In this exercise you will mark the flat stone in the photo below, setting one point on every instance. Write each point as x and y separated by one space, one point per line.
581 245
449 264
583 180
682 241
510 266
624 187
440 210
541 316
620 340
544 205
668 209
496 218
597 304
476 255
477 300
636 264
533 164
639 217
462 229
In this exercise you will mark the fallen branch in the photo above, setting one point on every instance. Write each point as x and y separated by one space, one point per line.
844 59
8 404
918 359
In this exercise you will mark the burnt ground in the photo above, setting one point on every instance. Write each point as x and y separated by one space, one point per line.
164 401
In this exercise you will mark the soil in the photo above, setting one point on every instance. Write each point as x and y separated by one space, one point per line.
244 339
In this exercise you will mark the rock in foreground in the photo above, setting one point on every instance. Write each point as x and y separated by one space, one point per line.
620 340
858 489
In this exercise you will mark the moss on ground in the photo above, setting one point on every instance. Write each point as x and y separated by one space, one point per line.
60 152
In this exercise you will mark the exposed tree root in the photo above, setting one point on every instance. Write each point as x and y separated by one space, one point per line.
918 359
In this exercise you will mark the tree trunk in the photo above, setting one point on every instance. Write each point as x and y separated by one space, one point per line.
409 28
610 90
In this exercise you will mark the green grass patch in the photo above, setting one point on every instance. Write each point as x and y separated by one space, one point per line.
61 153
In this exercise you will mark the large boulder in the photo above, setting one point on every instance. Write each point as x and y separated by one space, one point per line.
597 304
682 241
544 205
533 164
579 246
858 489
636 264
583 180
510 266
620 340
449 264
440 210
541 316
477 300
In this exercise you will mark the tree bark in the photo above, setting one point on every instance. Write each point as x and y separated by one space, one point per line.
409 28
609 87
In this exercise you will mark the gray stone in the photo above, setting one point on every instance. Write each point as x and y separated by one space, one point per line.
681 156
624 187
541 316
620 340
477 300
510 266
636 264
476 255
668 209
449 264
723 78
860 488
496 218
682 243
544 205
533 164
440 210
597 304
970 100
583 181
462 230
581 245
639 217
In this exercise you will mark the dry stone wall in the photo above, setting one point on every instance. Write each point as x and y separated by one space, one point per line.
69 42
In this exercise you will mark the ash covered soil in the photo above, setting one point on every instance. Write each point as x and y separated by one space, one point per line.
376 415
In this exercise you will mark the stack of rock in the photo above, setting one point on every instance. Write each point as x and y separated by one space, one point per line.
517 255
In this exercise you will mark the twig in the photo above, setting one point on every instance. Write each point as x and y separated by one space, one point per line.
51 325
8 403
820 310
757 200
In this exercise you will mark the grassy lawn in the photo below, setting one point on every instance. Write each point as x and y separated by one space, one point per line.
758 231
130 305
··········
- Brief: Reproduce all the rows above with each "In this exercise you will mark" swapped for "Your job is to mark", changing nothing else.

- Task response:
Your job is to mark the flat stone in the photo below, setting one point on every instance. Write each point as x and y separated by one space, one point per line.
581 245
449 264
583 180
682 241
510 266
624 187
440 210
541 316
620 340
544 205
668 209
496 218
597 304
476 255
477 300
636 264
533 164
639 217
462 229
Your job is to mark the fallen branch in the photo above, setting one point on every instance. Write each point as x and y separated by one space, one point per line.
844 59
8 404
918 359
Your job is to mark the burnt ground in the photo above, setting one point on every instance. Write each point as x and y separated by one space, one point per line.
164 401
Your job is to mark the soil in the photo above, setting one point on every instance. Write each point as x and y separated by one space, one point per line.
244 339
Your job is to mark the rock in foreground in the photo above, setting one point on every instance. Write each point as x and y separated by one space, one point per line.
620 340
858 489
Your job is to mark the moss on ground in the photo above, setting one point on every instance. Write each point as x and y separated by one space, one point per line.
60 152
Your job is to mark the exposed tree root in the photo above, setting one point on every instance. Write each point as x and y separated by one space, one point per line.
918 359
Your job is to mark the tree trunk in the photo above, setting one point on every instance. Write each point as x and y separated by one space, one point per line.
409 28
610 90
Your job is to mark the green grass patch in the photo above, setting one point on every instance. Write each point as x and y separated by one space, one point per line.
61 153
Your job is to mark the large boulder in the photo above, setting one point on every instance. Write each point as x and y separated by one space, one point per line.
597 304
682 241
544 205
533 164
579 246
858 489
636 264
583 180
510 266
620 340
449 264
440 210
541 316
477 300
Your job is to mark the tree bark in the photo above, setting one point on every instance. Write each point as x and y separated by one space, one point per line.
409 28
609 87
Your job is to mark the gray stone in the photo above, setting one point on every instance. Write each point as x and y separated by one space, one point per line.
681 156
624 187
541 316
620 340
477 300
510 266
636 264
476 255
668 209
449 264
723 78
860 488
496 218
682 243
544 205
533 164
440 210
597 304
970 100
583 181
462 230
581 245
639 217
Your job is to mark the dry stone wall in the photo above, setting one point on every instance. Write each point as x and y separated by one space, one point per line.
69 42
Your job is to mark the ash covered soil in the photo above, setting one point on every instance. Write each point as x and y separated by one space, one point per line.
376 415
Your job is to mark the stack of rock in the photo above, setting one point on every instance. Write each point as x and y separated by one space, one point per line.
517 255
Your job is to mark the twig in the photo above, setting one point on every instance. Write each point as x and y separated by one space, one point per line.
51 325
8 403
820 310
757 200
Your job is to mark the grassy lawn in the photo below, setting one point on every instance. Write each point as x and y separated by one space, one point per line.
758 231
130 305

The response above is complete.